→ Short task A: Turn the listing, from the line containing "Where can the black" down to the line containing "(1215, 690)", into a Markdown table with the columns Row and Line. Number each line in order and leave out blank lines.

A record-breaking large and destructive tornado outbreak impacted the Southern United States at the end of November 2004. The outbreak started with numerous weak tornadoes from Central Texas through Louisiana from November 22 through the afternoon of November 23 before more significant tornadoes occurred through November 24. Over a dozen intense tornadoes touched down, including four deadly tornadoes in Texas, Louisiana, Mississippi, and Alabama. Overall, 104 tornadoes were confirmed, setting the record for the largest continuous outbreak in November.

Meteorological synopsis
In November and December 2004, the prevailing pattern was conducive for severe weather across the Southern United States, with a large ridge over the northern Pacific Ocean supporting a southerly storm track toward the Gulf Coast. The fall season contributed to an already active year, solidifying 2004 as the busiest year for tornadoes on record in the United States.

This particular tornado outbreak began on November 22 as a potent cold-core low over Southern California began to move eastward toward Texas, where the Storm Prediction Center (SPC) issued a Slight risk of severe weather. At the surface, a warm front became increasingly defined stretching from Central Louisiana westward through Central Texas. To the south of this boundary, a weakening capping inversion, dewpoints reaching the lower 70s °F, and mixed layer convective available potential energy upwards of 1,500 J/kg indicated an environment supportive of damaging winds and isolated tornadoes. Series of strong to severe thunderstorms developed along this boundary, including a persistent supercell near the Houston metropolitan area. Low-level wind shear was locally enhanced along this front, allowing the storms to produce brief tornadoes as they interacted with it throughout the afternoon.

On November 23, the cold-core low and associated mid- to upper-level winds of  shifted eastward from the Texas Panhandle toward the Mississippi River Valley. With a low-pressure area forming over North Texas and advancing toward Arkansas, the warm front began the day just inland from the northwestern Gulf Coast but soon began to lift northward. South of this boundary, MLCAPE values of 2,000-2,500 J/kg were prevalent, while initially weak shear profiles improved as the upper-level disturbance approached from the west. By the afternoon hours, tornadic supercells developed north of I-10 before spreading eastward into Louisiana and Mississippi with time. Trailing this activity, an intense squall line developed across coastal sections of Texas and progressed eastward with increasing damaging wind potential. Even as this line overtook previously discrete supercells, additional ones developed across Mississippi and Alabama through the morning hours. Finally, as convection spread eastward into Georgia and the Carolinas, the combination of continued strong shear but marginal instability caused the event to transition to more of a damaging wind episode.

→ Short task B: According to the tornado outbreak text, how many tornadoes were confirmed overall?

→ Data supplied:
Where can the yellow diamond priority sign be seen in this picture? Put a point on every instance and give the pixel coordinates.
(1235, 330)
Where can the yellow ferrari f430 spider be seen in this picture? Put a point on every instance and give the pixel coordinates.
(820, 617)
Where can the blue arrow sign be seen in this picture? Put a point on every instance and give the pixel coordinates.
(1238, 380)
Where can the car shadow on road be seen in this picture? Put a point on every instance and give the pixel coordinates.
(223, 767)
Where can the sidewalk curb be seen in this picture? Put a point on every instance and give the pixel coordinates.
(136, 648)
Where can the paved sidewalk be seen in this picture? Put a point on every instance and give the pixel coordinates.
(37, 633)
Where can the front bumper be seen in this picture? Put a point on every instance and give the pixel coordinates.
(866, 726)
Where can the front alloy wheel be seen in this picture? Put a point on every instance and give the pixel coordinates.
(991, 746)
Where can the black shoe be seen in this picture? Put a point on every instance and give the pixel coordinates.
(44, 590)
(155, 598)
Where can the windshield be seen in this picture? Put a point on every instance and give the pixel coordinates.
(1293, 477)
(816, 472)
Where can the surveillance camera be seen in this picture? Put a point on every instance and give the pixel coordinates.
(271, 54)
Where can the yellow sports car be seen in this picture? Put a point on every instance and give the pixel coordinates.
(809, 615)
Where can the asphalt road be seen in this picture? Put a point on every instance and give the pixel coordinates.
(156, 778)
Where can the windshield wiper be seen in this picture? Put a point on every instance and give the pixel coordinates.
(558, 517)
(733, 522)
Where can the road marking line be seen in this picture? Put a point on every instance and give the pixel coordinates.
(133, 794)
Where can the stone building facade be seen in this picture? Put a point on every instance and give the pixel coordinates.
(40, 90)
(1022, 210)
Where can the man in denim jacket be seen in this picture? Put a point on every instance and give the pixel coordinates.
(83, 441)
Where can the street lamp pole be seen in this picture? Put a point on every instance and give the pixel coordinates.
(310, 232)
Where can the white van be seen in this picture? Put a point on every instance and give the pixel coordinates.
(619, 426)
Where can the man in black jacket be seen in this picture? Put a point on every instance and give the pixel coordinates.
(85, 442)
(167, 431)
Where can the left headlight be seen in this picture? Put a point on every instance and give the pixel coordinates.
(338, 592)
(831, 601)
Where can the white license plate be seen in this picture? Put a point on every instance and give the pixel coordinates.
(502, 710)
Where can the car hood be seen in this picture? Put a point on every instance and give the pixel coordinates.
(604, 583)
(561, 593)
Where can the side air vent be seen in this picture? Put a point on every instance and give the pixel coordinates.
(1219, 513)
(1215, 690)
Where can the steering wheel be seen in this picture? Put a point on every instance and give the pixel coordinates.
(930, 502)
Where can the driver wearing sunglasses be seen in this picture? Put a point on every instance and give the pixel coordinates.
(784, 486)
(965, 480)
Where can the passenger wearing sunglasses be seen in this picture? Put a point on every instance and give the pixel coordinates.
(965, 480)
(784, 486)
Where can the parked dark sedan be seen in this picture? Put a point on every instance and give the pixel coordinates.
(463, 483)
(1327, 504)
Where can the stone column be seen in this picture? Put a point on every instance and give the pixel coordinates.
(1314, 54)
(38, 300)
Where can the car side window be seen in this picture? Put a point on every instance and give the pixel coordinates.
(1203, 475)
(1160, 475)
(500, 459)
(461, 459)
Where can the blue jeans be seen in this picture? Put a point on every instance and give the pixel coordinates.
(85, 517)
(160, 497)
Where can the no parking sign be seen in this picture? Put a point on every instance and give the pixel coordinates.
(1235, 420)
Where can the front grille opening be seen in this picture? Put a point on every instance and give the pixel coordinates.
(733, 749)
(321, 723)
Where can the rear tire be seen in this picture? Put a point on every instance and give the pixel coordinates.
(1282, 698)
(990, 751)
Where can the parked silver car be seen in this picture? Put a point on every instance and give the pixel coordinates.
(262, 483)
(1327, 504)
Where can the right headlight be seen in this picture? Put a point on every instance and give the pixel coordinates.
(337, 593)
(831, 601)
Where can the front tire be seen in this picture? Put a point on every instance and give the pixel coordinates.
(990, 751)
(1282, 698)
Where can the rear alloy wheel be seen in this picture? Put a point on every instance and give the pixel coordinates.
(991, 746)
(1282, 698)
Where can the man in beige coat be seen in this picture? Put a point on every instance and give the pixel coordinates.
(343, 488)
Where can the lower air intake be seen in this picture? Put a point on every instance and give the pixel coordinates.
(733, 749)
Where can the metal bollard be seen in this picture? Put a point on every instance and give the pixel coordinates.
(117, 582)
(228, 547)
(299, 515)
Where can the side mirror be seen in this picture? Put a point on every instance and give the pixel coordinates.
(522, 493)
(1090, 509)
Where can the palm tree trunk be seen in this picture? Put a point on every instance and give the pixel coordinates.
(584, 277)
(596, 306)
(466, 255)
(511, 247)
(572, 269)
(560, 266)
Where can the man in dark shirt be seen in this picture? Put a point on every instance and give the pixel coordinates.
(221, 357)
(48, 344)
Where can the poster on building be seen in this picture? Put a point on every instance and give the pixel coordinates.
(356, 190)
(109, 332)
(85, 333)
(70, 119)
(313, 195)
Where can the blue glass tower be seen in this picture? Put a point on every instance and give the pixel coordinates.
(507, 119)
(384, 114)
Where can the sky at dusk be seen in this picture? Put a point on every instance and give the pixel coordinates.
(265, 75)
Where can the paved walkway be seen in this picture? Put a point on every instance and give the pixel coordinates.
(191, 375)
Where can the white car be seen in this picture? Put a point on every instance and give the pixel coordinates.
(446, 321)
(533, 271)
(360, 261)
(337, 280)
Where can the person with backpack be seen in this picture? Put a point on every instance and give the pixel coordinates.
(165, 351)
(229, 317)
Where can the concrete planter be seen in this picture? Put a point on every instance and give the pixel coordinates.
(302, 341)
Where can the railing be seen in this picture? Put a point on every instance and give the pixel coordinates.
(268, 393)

→ Exercise answer A:
| Row | Line |
|---|---|
| 1 | Where can the black shoe be seen in this picture? Put a point on every instance and give the pixel coordinates. |
| 2 | (44, 590) |
| 3 | (155, 598) |
| 4 | Where can the windshield be seen in this picture? Put a point on every instance and give the pixel coordinates. |
| 5 | (1293, 477) |
| 6 | (816, 472) |
| 7 | Where can the surveillance camera be seen in this picture? Put a point on every instance and give the pixel coordinates. |
| 8 | (271, 54) |
| 9 | Where can the yellow sports car be seen in this picture? Put a point on every instance and give the pixel coordinates. |
| 10 | (809, 615) |
| 11 | Where can the asphalt road be seen in this picture? Put a point on every instance and give the pixel coordinates. |
| 12 | (156, 778) |
| 13 | Where can the windshield wiper be seen in this picture? Put a point on every instance and give the pixel coordinates. |
| 14 | (558, 517) |
| 15 | (733, 522) |
| 16 | Where can the road marking line be seen in this picture? Put a point on every instance and give the pixel coordinates. |
| 17 | (133, 794) |
| 18 | Where can the stone building facade be seen in this picture? Put a point on every instance and give the pixel coordinates. |
| 19 | (40, 90) |
| 20 | (1022, 210) |
| 21 | Where can the man in denim jacket be seen in this picture? Put a point on every instance and give the pixel coordinates. |
| 22 | (83, 441) |
| 23 | Where can the street lamp pole be seen in this picture? Put a point on every instance and give the pixel coordinates. |
| 24 | (310, 232) |
| 25 | Where can the white van be seen in this picture? Put a point on every instance and give the pixel coordinates. |
| 26 | (619, 426) |
| 27 | Where can the man in black jacket be seen in this picture? Put a point on every instance and give the pixel coordinates. |
| 28 | (85, 442) |
| 29 | (167, 431) |
| 30 | Where can the left headlight be seen in this picture? Put a point on every instance and give the pixel coordinates. |
| 31 | (338, 592) |
| 32 | (831, 601) |
| 33 | Where can the white license plate be seen in this picture? Put a point on every instance and give the pixel coordinates. |
| 34 | (502, 710) |
| 35 | Where can the car hood be seen in this picture? Put a point on every instance and give the pixel coordinates. |
| 36 | (604, 583) |
| 37 | (561, 593) |
| 38 | Where can the side air vent be seen in this picture? Put a point on every instance and give the pixel coordinates. |
| 39 | (1219, 513) |
| 40 | (1215, 690) |

→ Exercise answer B: 104 tornadoes were confirmed.